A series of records
|---|
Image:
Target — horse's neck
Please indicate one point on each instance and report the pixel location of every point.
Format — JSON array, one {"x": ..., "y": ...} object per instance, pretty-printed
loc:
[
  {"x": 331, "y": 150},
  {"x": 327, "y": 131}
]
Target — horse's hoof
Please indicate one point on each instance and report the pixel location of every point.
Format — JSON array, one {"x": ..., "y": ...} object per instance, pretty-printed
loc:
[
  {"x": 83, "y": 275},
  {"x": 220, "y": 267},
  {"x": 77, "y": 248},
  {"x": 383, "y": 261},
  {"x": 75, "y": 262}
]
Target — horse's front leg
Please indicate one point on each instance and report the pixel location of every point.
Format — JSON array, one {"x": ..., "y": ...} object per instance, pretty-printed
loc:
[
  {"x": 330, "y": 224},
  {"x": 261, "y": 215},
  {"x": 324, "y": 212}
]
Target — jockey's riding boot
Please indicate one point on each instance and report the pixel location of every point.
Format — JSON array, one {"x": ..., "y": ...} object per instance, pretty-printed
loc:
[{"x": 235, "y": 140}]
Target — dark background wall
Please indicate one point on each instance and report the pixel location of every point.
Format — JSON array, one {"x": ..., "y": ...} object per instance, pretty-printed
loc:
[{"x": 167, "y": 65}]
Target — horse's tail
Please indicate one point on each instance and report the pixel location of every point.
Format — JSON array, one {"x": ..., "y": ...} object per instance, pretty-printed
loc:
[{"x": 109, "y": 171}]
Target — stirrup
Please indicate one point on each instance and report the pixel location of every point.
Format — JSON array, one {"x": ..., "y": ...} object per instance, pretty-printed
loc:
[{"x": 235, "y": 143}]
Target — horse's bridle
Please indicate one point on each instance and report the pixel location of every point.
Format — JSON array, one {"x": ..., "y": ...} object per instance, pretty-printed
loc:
|---|
Problem details
Reproduce verbatim the portion of the records above that begins with the line containing "Target — stirrup" and continues through the final line of the records, including both ends.

Finished task
Target — stirrup
Please indicate one point on each instance and report the pixel location of every point.
Format — JSON array, one {"x": ..., "y": ...} object per instance, pretty-printed
loc:
[{"x": 235, "y": 143}]
Target — horse's bridle
Please indicate one point on each instance and report the pixel location of every point.
Format — JSON array, one {"x": ..., "y": ...} object per instance, pretty-printed
loc:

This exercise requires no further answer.